▶ PROVIDED PASSAGE:
Cafe offers Sharpie art alongside your crepes

It's amazing what can be accomplished with a Sharpie and simple instructions. Blank table. Supply of Sharpies.

It’s amazing what can be accomplished with a Sharpie and simple instructions.

Blank table. Supply of Sharpies. Go.

A group of local artists took up the challenge to use a restaurant table as their canvas this month at Cafe Balzam, at the Takhini Hot Springs.

The resulting art now covers most of the tables at the tiny creperie.

Co-owner Thibaut Rondel said the eatery is focused on using as many local ingredients as possible in its food and supporting as many local artists and craftsmen on its walls.

Cooking is an art form as well, he said.

“So we thought it would be great to display lots of local stuff: craftsmen, artists, food as well. “

But a lot of the cafe is made up of windows, limiting the available wall space to hang art.

“We thought we could put art on the table, why not? It’s fun,” Rondel said.

Artist Amber Walker tackled a four-person table.

Walker normally works with ink on paper, so using a Sharpie was a new challenge.

On top of that, she did most of the detailed drawing on her piece, “Bird of Paradise,” freehand.

“I was scared, to be honest. I was like ‘Man, this is Sharpie, and you’re doing some of this freehand. But it turned out pretty good,” she said.

The bird is spread across nearly the entire table and is done completely with black marker ink from two thinner sharpies and one larger fat one.

The tabletop is the largest piece of work Walker has ever done.

“I wanted to do something that represents what I do. When I first started inking I did birds,” she said.

Rondel estimates he bought 200 Sharpies of various thicknesses and colours for the artists to use.

The work was done over two days. Walker arrived on the second day and completed her piece in about five hours.

▶ DATA RECORDS:
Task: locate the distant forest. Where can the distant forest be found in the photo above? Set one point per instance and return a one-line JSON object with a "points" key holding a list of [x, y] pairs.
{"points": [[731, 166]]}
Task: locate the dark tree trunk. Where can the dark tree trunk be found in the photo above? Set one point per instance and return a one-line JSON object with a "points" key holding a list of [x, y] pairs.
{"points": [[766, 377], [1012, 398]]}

--

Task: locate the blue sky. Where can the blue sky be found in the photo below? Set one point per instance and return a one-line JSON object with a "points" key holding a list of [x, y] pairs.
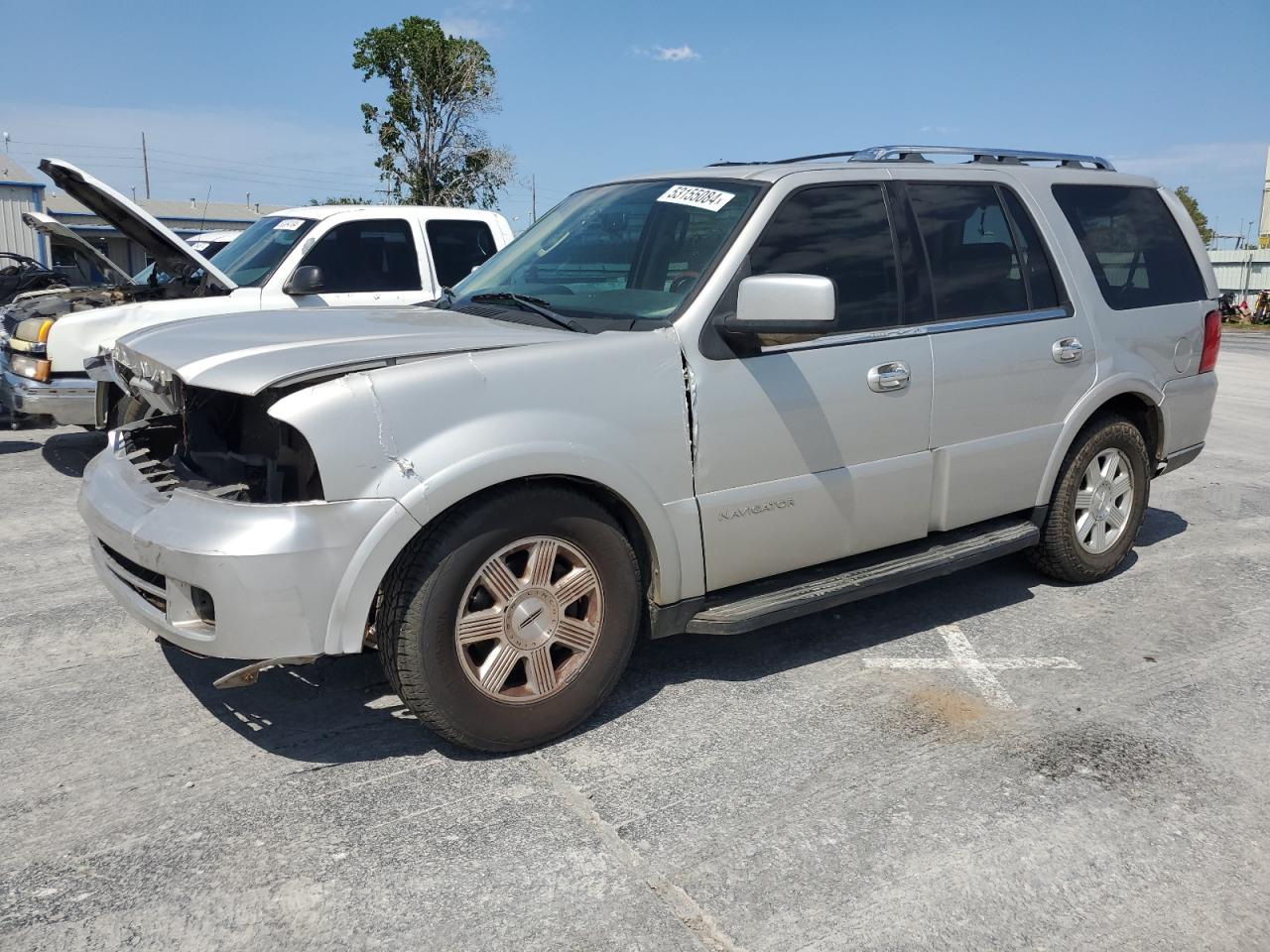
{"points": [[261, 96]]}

▶ EXERCISE AIM: Write out the article about Sharpie art at Cafe Balzam in full, word for word. The records have no connection to the article about Sharpie art at Cafe Balzam.

▶ WRITTEN REPLY:
Cafe offers Sharpie art alongside your crepes

It's amazing what can be accomplished with a Sharpie and simple instructions. Blank table. Supply of Sharpies.

It’s amazing what can be accomplished with a Sharpie and simple instructions.

Blank table. Supply of Sharpies. Go.

A group of local artists took up the challenge to use a restaurant table as their canvas this month at Cafe Balzam, at the Takhini Hot Springs.

The resulting art now covers most of the tables at the tiny creperie.

Co-owner Thibaut Rondel said the eatery is focused on using as many local ingredients as possible in its food and supporting as many local artists and craftsmen on its walls.

Cooking is an art form as well, he said.

“So we thought it would be great to display lots of local stuff: craftsmen, artists, food as well. “

But a lot of the cafe is made up of windows, limiting the available wall space to hang art.

“We thought we could put art on the table, why not? It’s fun,” Rondel said.

Artist Amber Walker tackled a four-person table.

Walker normally works with ink on paper, so using a Sharpie was a new challenge.

On top of that, she did most of the detailed drawing on her piece, “Bird of Paradise,” freehand.

“I was scared, to be honest. I was like ‘Man, this is Sharpie, and you’re doing some of this freehand. But it turned out pretty good,” she said.

The bird is spread across nearly the entire table and is done completely with black marker ink from two thinner sharpies and one larger fat one.

The tabletop is the largest piece of work Walker has ever done.

“I wanted to do something that represents what I do. When I first started inking I did birds,” she said.

Rondel estimates he bought 200 Sharpies of various thicknesses and colours for the artists to use.

The work was done over two days. Walker arrived on the second day and completed her piece in about five hours.